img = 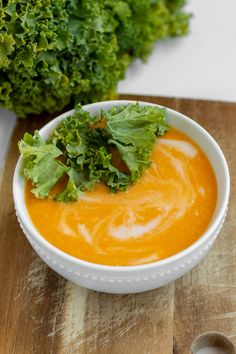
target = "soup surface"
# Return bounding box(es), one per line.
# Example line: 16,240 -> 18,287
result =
25,128 -> 217,265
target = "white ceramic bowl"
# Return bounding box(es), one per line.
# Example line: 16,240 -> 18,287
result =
13,101 -> 230,294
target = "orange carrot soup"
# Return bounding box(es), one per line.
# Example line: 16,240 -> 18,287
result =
25,128 -> 217,266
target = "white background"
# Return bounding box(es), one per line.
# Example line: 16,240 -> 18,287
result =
0,0 -> 236,167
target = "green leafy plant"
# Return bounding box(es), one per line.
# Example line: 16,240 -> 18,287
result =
19,103 -> 167,202
0,0 -> 189,117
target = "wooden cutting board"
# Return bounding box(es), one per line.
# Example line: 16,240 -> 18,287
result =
0,96 -> 236,354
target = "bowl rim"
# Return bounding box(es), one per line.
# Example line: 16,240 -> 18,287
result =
13,100 -> 230,273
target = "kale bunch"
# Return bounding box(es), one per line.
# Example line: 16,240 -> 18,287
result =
0,0 -> 189,117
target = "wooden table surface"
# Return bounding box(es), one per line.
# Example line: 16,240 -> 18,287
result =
0,96 -> 236,354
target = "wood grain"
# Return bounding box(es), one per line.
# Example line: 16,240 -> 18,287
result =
0,96 -> 236,354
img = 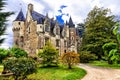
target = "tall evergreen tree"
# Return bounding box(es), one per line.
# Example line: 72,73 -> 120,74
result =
0,0 -> 13,45
81,6 -> 116,59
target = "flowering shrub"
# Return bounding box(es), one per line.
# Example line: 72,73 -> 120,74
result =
60,52 -> 80,69
3,58 -> 36,80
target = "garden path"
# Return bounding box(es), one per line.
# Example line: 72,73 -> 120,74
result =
79,64 -> 120,80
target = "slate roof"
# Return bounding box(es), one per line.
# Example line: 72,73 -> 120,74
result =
15,10 -> 25,21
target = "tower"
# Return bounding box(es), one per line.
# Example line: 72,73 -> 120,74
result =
12,9 -> 25,48
68,17 -> 77,52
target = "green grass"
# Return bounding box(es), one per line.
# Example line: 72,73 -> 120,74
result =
88,61 -> 120,69
28,66 -> 86,80
0,66 -> 86,80
0,65 -> 3,73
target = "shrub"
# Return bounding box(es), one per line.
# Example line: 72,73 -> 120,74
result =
3,58 -> 36,80
10,47 -> 28,58
60,52 -> 80,69
0,48 -> 9,63
38,41 -> 58,66
80,51 -> 97,63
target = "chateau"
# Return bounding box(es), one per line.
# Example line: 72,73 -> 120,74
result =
13,4 -> 80,55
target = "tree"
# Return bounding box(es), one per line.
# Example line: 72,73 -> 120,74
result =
102,42 -> 118,64
81,6 -> 116,60
60,52 -> 80,69
0,48 -> 10,63
3,57 -> 37,80
0,0 -> 13,45
38,41 -> 58,66
10,47 -> 28,58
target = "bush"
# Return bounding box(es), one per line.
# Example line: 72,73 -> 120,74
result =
10,47 -> 28,58
80,51 -> 97,63
38,41 -> 58,66
3,58 -> 37,80
60,52 -> 80,69
0,48 -> 9,63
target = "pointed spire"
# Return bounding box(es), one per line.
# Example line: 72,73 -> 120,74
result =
15,9 -> 25,21
68,16 -> 75,28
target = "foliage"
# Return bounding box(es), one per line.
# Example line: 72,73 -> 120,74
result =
10,47 -> 28,58
28,65 -> 86,80
88,60 -> 120,69
38,41 -> 58,66
3,58 -> 36,80
60,52 -> 80,69
108,49 -> 120,64
0,0 -> 13,45
81,6 -> 116,59
102,42 -> 118,63
80,51 -> 96,63
0,48 -> 9,63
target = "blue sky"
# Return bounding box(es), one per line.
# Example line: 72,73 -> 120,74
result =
0,0 -> 120,48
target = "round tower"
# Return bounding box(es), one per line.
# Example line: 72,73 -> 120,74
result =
12,10 -> 25,48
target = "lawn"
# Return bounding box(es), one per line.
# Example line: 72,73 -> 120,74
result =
28,66 -> 86,80
0,65 -> 3,73
0,66 -> 86,80
88,61 -> 120,69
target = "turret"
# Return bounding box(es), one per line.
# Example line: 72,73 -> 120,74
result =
12,9 -> 25,46
44,13 -> 50,32
26,4 -> 33,22
68,17 -> 77,52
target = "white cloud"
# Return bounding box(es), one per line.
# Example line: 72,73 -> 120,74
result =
1,0 -> 120,48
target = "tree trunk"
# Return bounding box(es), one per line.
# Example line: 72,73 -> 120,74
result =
68,63 -> 72,69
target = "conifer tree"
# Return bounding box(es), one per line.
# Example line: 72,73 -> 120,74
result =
0,0 -> 13,45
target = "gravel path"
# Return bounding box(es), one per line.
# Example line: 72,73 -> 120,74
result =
79,64 -> 120,80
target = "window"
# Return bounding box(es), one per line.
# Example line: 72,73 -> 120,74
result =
18,22 -> 20,25
40,26 -> 42,28
28,27 -> 30,33
45,37 -> 49,45
64,41 -> 67,47
20,36 -> 24,42
56,39 -> 59,47
64,50 -> 66,53
56,28 -> 60,35
15,39 -> 18,45
45,25 -> 49,32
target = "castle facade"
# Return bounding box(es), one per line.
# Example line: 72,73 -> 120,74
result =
13,4 -> 79,55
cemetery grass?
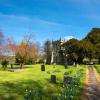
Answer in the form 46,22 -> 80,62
0,64 -> 85,100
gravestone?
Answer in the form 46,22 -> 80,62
51,75 -> 56,83
41,65 -> 45,71
64,63 -> 68,69
63,76 -> 72,84
53,63 -> 56,68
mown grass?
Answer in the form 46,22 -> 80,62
0,64 -> 85,100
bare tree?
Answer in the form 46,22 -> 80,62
9,35 -> 39,68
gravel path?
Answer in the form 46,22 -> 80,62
82,66 -> 100,100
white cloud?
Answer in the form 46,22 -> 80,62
64,36 -> 74,41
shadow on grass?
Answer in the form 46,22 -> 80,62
0,80 -> 42,100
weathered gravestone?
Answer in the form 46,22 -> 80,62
51,75 -> 56,83
64,63 -> 68,69
63,76 -> 72,84
41,65 -> 45,71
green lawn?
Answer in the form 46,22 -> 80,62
0,65 -> 85,100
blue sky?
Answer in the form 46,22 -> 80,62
0,0 -> 100,44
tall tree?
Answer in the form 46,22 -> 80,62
44,40 -> 52,64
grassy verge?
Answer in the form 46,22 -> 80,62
0,65 -> 85,100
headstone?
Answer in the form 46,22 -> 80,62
9,69 -> 14,72
53,63 -> 56,68
41,65 -> 45,71
51,75 -> 56,83
63,76 -> 72,84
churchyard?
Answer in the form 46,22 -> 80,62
0,64 -> 86,100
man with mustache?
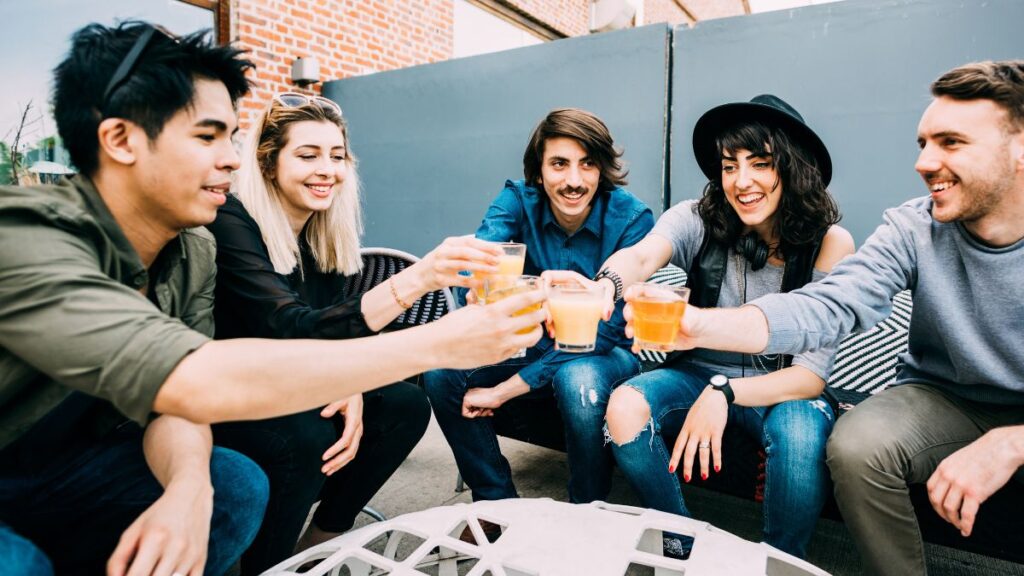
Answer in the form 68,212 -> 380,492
425,109 -> 653,516
627,60 -> 1024,575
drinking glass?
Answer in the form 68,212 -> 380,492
631,282 -> 690,352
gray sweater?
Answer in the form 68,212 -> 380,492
753,197 -> 1024,405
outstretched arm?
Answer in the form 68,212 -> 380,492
106,416 -> 213,576
154,290 -> 545,422
928,425 -> 1024,538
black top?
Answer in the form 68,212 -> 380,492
207,195 -> 375,339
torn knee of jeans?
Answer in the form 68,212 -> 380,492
604,417 -> 657,449
811,399 -> 833,421
580,384 -> 599,408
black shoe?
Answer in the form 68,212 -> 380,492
459,520 -> 502,544
662,536 -> 693,560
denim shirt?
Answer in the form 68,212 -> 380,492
468,180 -> 654,388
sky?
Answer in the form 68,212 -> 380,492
0,0 -> 213,145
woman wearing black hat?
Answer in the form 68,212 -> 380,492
552,95 -> 854,558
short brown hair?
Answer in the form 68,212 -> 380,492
522,108 -> 629,192
932,60 -> 1024,133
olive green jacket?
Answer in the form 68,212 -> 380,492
0,176 -> 216,448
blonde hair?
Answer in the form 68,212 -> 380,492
236,101 -> 362,276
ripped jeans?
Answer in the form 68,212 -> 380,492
611,363 -> 836,558
423,347 -> 640,503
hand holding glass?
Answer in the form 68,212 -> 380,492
482,274 -> 542,358
475,242 -> 526,304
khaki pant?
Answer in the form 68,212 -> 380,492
826,384 -> 1024,576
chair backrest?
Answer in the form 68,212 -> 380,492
345,248 -> 456,329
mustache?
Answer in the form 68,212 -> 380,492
558,186 -> 587,194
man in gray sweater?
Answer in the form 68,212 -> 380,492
627,60 -> 1024,576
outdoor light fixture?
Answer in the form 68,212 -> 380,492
590,0 -> 637,32
292,56 -> 319,88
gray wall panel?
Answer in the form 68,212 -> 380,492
324,25 -> 671,255
671,0 -> 1024,241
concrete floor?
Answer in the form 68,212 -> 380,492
331,414 -> 1024,576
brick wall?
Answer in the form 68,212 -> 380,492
230,0 -> 743,129
505,0 -> 591,36
231,0 -> 454,129
643,0 -> 693,26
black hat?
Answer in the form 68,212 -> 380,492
693,94 -> 831,186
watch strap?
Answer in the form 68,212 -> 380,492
594,269 -> 623,302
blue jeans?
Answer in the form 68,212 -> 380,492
0,424 -> 269,575
423,347 -> 640,503
611,364 -> 835,558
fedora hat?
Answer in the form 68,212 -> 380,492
693,94 -> 831,186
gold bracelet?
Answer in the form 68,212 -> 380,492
387,276 -> 413,310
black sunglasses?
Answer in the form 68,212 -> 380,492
100,25 -> 178,110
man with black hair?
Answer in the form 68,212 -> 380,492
0,23 -> 543,575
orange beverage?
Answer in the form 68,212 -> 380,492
481,274 -> 542,358
632,284 -> 690,352
475,242 -> 526,303
548,284 -> 604,353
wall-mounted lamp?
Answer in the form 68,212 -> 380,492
590,0 -> 637,32
292,56 -> 319,88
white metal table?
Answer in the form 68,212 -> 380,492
265,498 -> 827,576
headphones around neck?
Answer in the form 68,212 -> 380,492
735,232 -> 768,272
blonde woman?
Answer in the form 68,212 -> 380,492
209,93 -> 498,574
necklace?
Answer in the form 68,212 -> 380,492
732,251 -> 785,373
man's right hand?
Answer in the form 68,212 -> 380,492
106,479 -> 213,576
541,270 -> 615,323
427,290 -> 546,369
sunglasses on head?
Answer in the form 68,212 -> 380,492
273,92 -> 342,117
100,25 -> 178,110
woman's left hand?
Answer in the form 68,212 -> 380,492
321,394 -> 362,476
418,236 -> 502,292
669,386 -> 729,482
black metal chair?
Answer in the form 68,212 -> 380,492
344,247 -> 456,522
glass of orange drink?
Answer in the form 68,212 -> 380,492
475,242 -> 526,303
482,274 -> 543,358
631,282 -> 690,352
548,284 -> 605,353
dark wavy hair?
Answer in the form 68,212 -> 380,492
53,20 -> 254,175
697,122 -> 841,255
522,108 -> 629,198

----------------------------------------

▸ Goal:
Reproduce the listing verbatim, beginning at the line containing "concrete floor?" and continuing through the final line of the listing.

▸ Response for this exercise:
concrete floor?
Answer in the form 68,212 -> 380,492
331,414 -> 1024,576
brick wall?
Answer in the form 68,212 -> 380,492
230,0 -> 743,129
505,0 -> 591,36
231,0 -> 454,129
643,0 -> 693,26
black hat?
Answer in the form 68,212 -> 380,492
693,94 -> 831,186
watch strap?
Answer in the form 68,212 -> 380,492
594,269 -> 623,302
blue jeans?
Answer in the form 68,212 -> 380,492
0,424 -> 269,575
423,347 -> 640,503
611,364 -> 835,558
fedora hat?
Answer in the form 68,212 -> 380,492
693,94 -> 831,186
gold bracelet?
Answer in the form 68,212 -> 380,492
387,276 -> 413,310
black sunglasses?
Answer in the form 68,212 -> 380,492
100,25 -> 178,110
man with black hair?
Answer in the form 68,212 -> 380,492
0,23 -> 543,575
orange beverage?
Answer in the form 68,212 -> 380,492
481,274 -> 542,358
632,284 -> 690,352
475,242 -> 526,303
548,284 -> 604,353
wall-mounted lamp?
Answer in the form 68,212 -> 380,492
590,0 -> 637,32
292,56 -> 319,88
white metal table?
Answer in the form 68,212 -> 380,492
265,498 -> 827,576
headphones around neck?
Answer in the form 68,212 -> 380,492
735,232 -> 768,272
blonde woman?
Answer in the form 68,212 -> 380,492
209,93 -> 498,574
necklace?
Answer in the form 68,212 -> 380,492
732,251 -> 785,373
man's right hand?
Answer in the form 68,212 -> 380,492
106,479 -> 213,576
541,270 -> 615,323
427,290 -> 546,369
sunglasses on head?
Answer in the form 68,212 -> 380,492
273,92 -> 342,117
100,25 -> 178,110
woman's left hand?
Answer in the form 68,212 -> 380,492
321,394 -> 362,476
418,236 -> 502,292
669,386 -> 729,482
black metal chair?
Answer in the form 68,212 -> 380,492
344,247 -> 456,522
glass of orange drink?
Answer in the form 68,212 -> 380,492
475,242 -> 526,303
482,274 -> 543,358
631,282 -> 690,352
548,284 -> 605,353
dark wavy hair?
Answer in the form 68,212 -> 380,492
53,20 -> 254,175
697,122 -> 841,255
522,108 -> 629,198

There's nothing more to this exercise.